YOUR INSTRUCTIONS: Please transcribe the data exactly as shown, skipping the images.

INPUT MATERIAL:
____________________

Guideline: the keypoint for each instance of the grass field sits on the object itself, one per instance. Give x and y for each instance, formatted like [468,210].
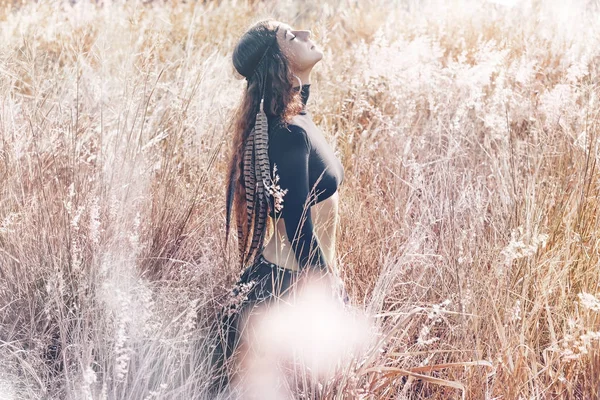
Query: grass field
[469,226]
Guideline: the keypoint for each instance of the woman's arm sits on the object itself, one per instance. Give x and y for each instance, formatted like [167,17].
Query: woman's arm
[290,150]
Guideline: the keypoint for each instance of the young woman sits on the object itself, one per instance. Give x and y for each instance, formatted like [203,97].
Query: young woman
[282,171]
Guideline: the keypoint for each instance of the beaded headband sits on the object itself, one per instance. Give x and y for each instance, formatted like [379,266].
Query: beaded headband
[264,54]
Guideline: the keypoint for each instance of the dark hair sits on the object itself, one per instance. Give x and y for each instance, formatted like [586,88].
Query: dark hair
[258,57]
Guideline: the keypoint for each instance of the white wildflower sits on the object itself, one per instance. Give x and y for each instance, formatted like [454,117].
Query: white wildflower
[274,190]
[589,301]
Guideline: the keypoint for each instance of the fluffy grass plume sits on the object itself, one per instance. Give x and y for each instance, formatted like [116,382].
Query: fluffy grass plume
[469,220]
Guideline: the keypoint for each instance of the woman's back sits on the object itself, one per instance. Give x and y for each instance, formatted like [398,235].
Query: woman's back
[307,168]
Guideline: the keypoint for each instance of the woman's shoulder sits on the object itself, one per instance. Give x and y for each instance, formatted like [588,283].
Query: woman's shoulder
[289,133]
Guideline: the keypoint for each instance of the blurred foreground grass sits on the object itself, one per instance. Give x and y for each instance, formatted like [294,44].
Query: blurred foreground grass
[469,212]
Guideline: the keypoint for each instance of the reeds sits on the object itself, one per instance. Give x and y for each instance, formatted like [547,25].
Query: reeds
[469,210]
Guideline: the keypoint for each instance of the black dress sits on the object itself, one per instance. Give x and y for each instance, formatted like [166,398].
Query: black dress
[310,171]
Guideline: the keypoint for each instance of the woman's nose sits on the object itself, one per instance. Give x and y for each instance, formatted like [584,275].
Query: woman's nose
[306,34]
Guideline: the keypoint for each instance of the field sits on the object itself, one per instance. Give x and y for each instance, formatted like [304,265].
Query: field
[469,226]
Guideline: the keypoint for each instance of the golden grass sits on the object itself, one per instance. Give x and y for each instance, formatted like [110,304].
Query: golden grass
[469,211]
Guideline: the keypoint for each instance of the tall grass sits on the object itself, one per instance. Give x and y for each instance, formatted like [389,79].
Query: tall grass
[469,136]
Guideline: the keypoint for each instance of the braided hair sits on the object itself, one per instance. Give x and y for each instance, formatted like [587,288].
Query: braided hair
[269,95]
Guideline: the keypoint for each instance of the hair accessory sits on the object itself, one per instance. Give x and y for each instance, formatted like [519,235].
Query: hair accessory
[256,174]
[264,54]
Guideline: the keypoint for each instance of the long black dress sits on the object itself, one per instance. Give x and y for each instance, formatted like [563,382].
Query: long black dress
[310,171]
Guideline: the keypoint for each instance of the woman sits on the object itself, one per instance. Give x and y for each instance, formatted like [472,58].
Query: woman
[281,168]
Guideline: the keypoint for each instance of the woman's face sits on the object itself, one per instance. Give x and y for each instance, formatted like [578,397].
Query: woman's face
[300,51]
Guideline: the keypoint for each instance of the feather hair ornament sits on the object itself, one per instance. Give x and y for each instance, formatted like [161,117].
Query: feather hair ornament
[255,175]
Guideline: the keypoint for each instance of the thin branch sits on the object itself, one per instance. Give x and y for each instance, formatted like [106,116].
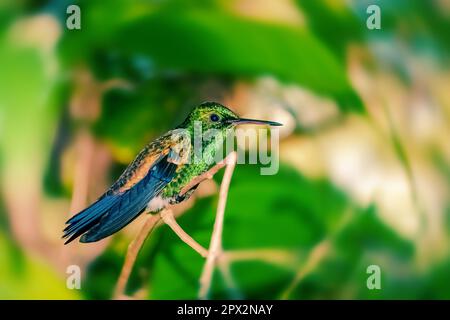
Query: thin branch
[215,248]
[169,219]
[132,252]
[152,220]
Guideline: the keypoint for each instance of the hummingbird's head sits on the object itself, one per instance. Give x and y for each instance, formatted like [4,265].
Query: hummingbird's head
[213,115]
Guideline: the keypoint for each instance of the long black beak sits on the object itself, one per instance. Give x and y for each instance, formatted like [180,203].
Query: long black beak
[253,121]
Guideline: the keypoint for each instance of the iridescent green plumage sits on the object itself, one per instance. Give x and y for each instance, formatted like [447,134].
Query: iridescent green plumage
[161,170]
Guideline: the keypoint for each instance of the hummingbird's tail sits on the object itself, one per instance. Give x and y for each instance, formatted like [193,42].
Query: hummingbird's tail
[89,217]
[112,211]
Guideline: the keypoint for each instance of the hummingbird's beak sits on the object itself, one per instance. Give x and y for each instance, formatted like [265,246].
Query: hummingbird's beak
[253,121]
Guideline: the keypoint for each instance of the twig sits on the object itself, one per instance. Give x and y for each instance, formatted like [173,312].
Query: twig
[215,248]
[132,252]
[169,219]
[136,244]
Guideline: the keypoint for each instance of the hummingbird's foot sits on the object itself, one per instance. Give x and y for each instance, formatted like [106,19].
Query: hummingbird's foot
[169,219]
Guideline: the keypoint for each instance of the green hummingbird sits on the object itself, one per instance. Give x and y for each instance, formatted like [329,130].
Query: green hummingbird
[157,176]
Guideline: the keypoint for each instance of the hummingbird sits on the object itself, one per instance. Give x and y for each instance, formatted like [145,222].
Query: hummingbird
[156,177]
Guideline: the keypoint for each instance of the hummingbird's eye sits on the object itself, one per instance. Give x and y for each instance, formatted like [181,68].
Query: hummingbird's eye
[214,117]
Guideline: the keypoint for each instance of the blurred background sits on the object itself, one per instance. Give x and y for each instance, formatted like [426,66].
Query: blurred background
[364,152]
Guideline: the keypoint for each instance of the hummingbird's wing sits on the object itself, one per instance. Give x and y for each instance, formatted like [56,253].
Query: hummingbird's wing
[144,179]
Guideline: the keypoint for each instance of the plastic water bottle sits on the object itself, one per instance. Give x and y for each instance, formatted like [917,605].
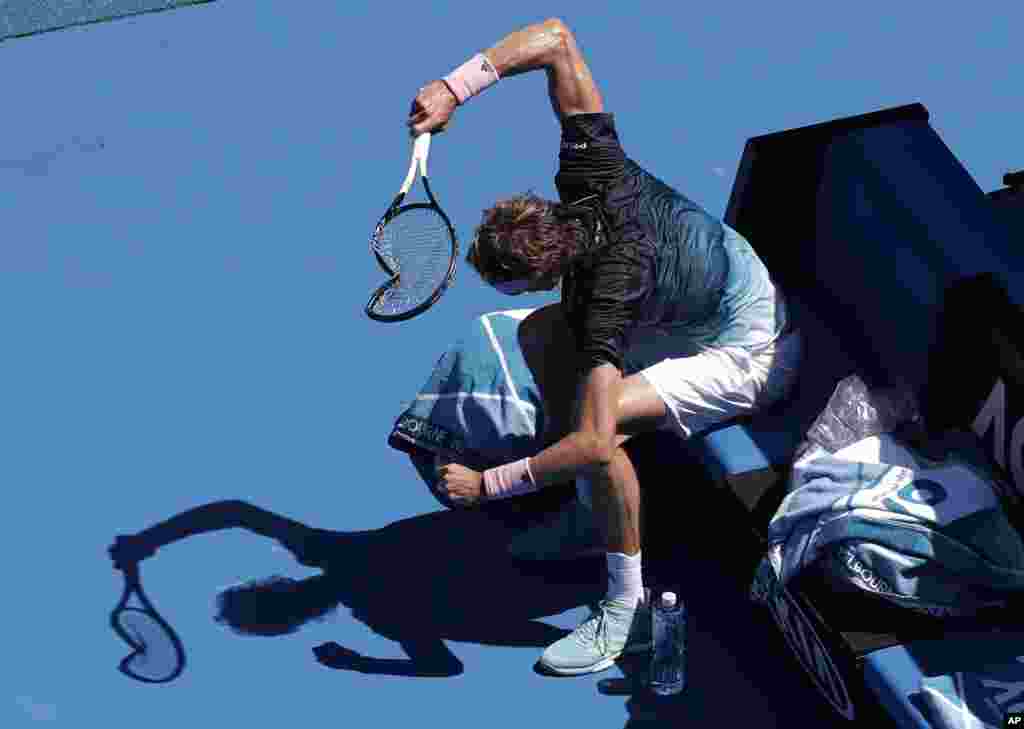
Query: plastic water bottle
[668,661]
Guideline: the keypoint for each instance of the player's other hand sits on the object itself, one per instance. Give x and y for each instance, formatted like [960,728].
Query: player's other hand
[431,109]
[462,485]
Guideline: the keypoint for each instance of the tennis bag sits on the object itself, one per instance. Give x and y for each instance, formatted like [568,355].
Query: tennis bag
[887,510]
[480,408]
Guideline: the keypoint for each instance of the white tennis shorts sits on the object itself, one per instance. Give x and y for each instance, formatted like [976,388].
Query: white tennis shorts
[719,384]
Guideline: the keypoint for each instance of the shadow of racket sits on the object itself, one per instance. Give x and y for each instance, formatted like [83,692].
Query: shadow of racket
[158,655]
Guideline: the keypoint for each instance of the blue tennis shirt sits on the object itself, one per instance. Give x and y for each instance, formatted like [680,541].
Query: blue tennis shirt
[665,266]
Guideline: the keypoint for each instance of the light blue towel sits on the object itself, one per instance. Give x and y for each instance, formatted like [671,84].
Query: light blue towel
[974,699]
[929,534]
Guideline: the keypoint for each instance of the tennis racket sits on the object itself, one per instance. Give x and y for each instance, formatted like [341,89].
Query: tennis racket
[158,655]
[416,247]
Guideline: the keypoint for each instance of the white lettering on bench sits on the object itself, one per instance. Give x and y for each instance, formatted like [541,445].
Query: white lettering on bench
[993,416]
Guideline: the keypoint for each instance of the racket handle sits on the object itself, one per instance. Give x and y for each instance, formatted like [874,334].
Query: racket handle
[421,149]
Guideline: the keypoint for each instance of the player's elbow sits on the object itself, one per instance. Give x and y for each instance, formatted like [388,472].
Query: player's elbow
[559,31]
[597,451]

____________________

TASK RESPONSE:
Guideline: the keypoint for each instance of the grass field sits on the object itself, one per instance. Give x and y for each instance, formatted like [468,210].
Query: grass field
[469,226]
Guideline: the keypoint for each instance of the woman's arm sits on the object itself, one per instance. Give x and y for each instance, formatted like [167,17].
Query: woman's arm
[290,150]
Guideline: the keypoint for each instance of the young woman sits on the object itself, one per instance. Give x and y for each instance, formatted like [203,97].
Query: young woman
[282,171]
Guideline: the keypoint for each instance of the beaded headband sits on the object itself, one per instance. Give x and y for each instance, formatted like [379,266].
Query: beaded headband
[264,54]
Guideline: the keypoint for each instance of the dark hair sits on the object itself, one per instance. Give x and y for each instance, formatted like [586,88].
Query: dark hair
[258,57]
Guideline: the keypoint for each instance of the white wildflower sits on the object itself, one per instance. Give x and y for each instance, formatted like [454,117].
Query: white wildflower
[274,190]
[589,301]
Guideline: the keypoint for each instance of the fluffy grass plume sits on the object itself, one per instance. Give x and y for each instance, formatted like [116,382].
Query: fluffy grass plume
[469,220]
Guideline: the keypoint for each instance of the woman's back sits on the object itself, one per instance. Give x and y for each instance, formatted like [398,235].
Query: woman's back
[307,168]
Guideline: the keypoint for each instance of the woman's shoulder sits on the object itself, one per instance. Give x and y for each instance, formatted like [588,283].
Query: woman's shoulder
[289,133]
Guideline: the keypoint for each instance of the blurred foreground grass sits on the object itself, one per instance. Give x and y for each instance, formatted like [294,44].
Query: blurred foreground grass
[469,212]
Guideline: the keypoint for each instance of the reeds sits on the object itself, one per instance. Give x and y for each instance, formatted like [547,25].
Query: reeds
[469,210]
Guideline: the keypoint for each instance of the black dress sits on the object itself, one per instance. Give x and y for each instance, formatted like [166,398].
Query: black dress
[310,171]
Guideline: the keypoint for each instance of the woman's nose sits on the object itself, one per instance. Give x and y for each instance, formatted like [584,275].
Query: woman's nose
[306,34]
Guideline: the keypoint for each instance of the field sits on the object itself, one per instance. Give x and y for each instance, formatted like [304,265].
Query: field
[469,226]
Guideline: the keypoint for each instance of the golden grass sits on the object itself, one per instance. Give x and y for each instance, formatted like [110,304].
Query: golden grass
[469,211]
Guideline: the keypoint for each instance of the tall grass sits on the object itself, one per instance. Give x and y for each instance, formatted like [389,79].
Query: tall grass
[469,136]
Guideline: the keypoint for each instance of the braided hair sits on the object itself, one per instance. Give x and y for each instance, formatted like [587,288].
Query: braided hair
[269,95]
Guideline: the keypoint for each instance of the hair accessory sits on the object itself, one per instance. Give x and y for each instance, formatted like [519,235].
Query: hair accessory
[256,174]
[264,54]
Guideline: the keypoint for each instance of the long black dress sits on the object itself, one per instance. Give x and y for each instance, formatted like [563,382].
Query: long black dress
[310,171]
Guideline: the keypoint for each instance of the woman sits on the object itself, one per instance. Give x and y for each instance, formatted like [472,58].
Query: woman
[281,168]
Guideline: the keypoint for each instance of the woman's face sits on the object itself, one per instance. Give x and y for each instance, formatted like [578,397].
Query: woman's face
[300,51]
Guideline: the keypoint for each instance of the feather hair ornament sits on the object itself, one per instance. Give x and y for each instance, formatted like [161,117].
Query: feather hair ornament
[255,175]
Guideline: the keypoint for each instance of the thin branch sits on the object itself, one per instance. Give x and y for each instance, formatted like [106,116].
Query: thin branch
[215,248]
[169,219]
[132,252]
[152,220]
Guideline: the keypoint for each instance of the hummingbird's head sits on the object itself, one per instance. Give x and y for each instance, formatted like [4,265].
Query: hummingbird's head
[213,115]
Guideline: the keypoint for each instance of the long black beak sits on the object itself, one per instance. Give x and y for each instance, formatted like [180,203].
Query: long black beak
[253,121]
Guideline: the keypoint for each instance of the iridescent green plumage sits on the object itself, one per instance. Give x and y for each instance, formatted like [447,134].
Query: iridescent green plumage
[161,170]
Guideline: the keypoint for each instance of the hummingbird's tail sits on the object itself, one per instance. Give x and y for each instance, formatted like [193,42].
Query: hummingbird's tail
[89,217]
[112,211]
Guideline: the keypoint for each instance of the hummingbird's beak sits on the object itself, one per instance. Give x and y for each instance, formatted like [265,246].
Query: hummingbird's beak
[253,121]
Guideline: the keypoint for each instance of the twig sits on the object itself, one per instance. Give x and y for each instance, formatted like [173,312].
Query: twig
[215,248]
[132,252]
[169,219]
[136,244]
Guideline: the keypoint for each instance of the hummingbird's foot sits on the object itself, one per instance. Give x and y for each instance, formatted like [106,19].
Query: hummingbird's foot
[169,219]
Guideline: the keypoint for each instance of the green hummingbird sits on the object itself, one per instance. Give x and y for each instance, formatted like [329,130].
Query: green hummingbird
[157,176]
Guideline: the keypoint for each instance of the hummingbird sits on the object itself, one per instance. Give x and y for each instance, formatted like [145,222].
Query: hummingbird
[156,177]
Guideline: the keypoint for each instance of the hummingbird's eye sits on the object itself, one per instance. Give x and y for each instance, formatted like [181,68].
Query: hummingbird's eye
[214,117]
Guideline: the keypoint for each instance of the blurred background sits on the object itself, one per instance. Give x and y for each instance, formatted like [426,66].
Query: blurred background
[364,152]
Guideline: the keypoint for each instance of the hummingbird's wing sits on the object itself, one per instance. Give x and y for each instance, formatted like [56,253].
Query: hummingbird's wing
[144,179]
Guideline: the keypoint for each instance of the plastic water bottle sits on the object itself, one per instance. Give x and y for each instance, formatted like [917,605].
Query: plastic water bottle
[668,661]
Guideline: the keypoint for each instance of the player's other hand sits on the object itself, one per instance. Give x and y for each instance, formatted like [960,728].
Query: player's other hand
[431,109]
[462,485]
Guideline: the keypoint for each instance of the tennis bag sits on the object itself, one per instance. Give x and y for each instance, formatted like [568,355].
Query: tennis bag
[887,510]
[480,408]
Guideline: the keypoint for each instance of the white tennis shorts sits on the object itself, one per instance. Give x and y for each instance, formatted like [976,388].
Query: white tennis shorts
[719,384]
Guideline: the keypoint for each instance of the shadow of racket sits on the object itself, one per instance. Give x and y for each instance, formatted like [83,692].
Query: shadow of racket
[158,655]
Guideline: the keypoint for each instance of the blue tennis shirt sits on the object itself, one per instance. Give x and y for each instance, formatted like [680,541].
Query: blue tennis shirt
[665,266]
Guideline: the keypoint for each instance of the light blue towel sits on the object itself, one per instance. Give x and y for each instance, formatted like [671,84].
Query: light blue towel
[974,699]
[929,534]
Guideline: the keypoint for each instance of the tennis racket sits on the object itself, one per instance. Give x and y for each instance, formatted like [341,89].
Query: tennis racket
[158,655]
[416,247]
Guideline: the keypoint for each instance of the white lettering on bench sits on the object itself, one per instance. Give x and y for each instance, formatted like [541,445].
Query: white lettering on bench
[993,416]
Guideline: the keypoint for each instance of the racket handle sits on the object itself, one per instance. Give x and y for each instance, formatted like [874,334].
Query: racket handle
[421,149]
Guideline: the keypoint for each instance of the player's elbow sits on the object itself, one per instance. Give x and y for each instance, formatted like [388,472].
Query: player's elbow
[559,31]
[597,451]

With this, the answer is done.